GIVEN EXERCISE — Copy the lines starting at the first one and ending at the one containing "<point>232,180</point>", requests included, and nothing beyond them. Multiply every coordinate in the answers by 2.6 and round each result to a whole number, rounding halves up.

PROVIDED DATA —
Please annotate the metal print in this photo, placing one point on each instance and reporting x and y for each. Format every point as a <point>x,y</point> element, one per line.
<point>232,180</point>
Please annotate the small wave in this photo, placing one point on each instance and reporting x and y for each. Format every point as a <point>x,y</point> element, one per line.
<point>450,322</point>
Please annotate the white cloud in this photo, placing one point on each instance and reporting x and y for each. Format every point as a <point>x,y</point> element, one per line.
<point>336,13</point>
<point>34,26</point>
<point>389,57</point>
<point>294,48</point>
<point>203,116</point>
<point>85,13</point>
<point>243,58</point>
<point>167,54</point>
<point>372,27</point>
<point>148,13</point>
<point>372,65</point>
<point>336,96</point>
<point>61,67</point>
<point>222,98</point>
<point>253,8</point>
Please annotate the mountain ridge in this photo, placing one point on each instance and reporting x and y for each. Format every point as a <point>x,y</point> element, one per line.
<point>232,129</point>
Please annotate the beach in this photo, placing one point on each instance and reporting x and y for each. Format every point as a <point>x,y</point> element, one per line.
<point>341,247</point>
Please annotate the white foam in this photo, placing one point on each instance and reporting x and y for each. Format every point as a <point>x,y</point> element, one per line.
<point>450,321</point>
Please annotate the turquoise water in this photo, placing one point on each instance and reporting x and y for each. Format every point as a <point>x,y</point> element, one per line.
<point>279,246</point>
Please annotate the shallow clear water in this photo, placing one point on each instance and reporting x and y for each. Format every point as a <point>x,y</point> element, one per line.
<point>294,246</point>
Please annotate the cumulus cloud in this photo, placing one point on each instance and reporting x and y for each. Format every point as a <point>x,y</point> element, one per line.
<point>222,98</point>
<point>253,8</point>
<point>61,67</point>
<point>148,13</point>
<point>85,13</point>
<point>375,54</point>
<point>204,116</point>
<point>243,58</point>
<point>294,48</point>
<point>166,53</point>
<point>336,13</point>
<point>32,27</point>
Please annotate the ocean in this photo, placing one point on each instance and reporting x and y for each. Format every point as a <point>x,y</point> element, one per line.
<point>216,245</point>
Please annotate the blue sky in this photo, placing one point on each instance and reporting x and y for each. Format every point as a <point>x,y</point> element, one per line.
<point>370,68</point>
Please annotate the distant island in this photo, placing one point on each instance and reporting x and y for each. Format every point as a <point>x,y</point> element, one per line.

FULL OUTPUT —
Please annotate the metal print in this photo, placing one point on each instance and reporting x and y for each. Format every point as a <point>x,y</point> element, one per line.
<point>603,468</point>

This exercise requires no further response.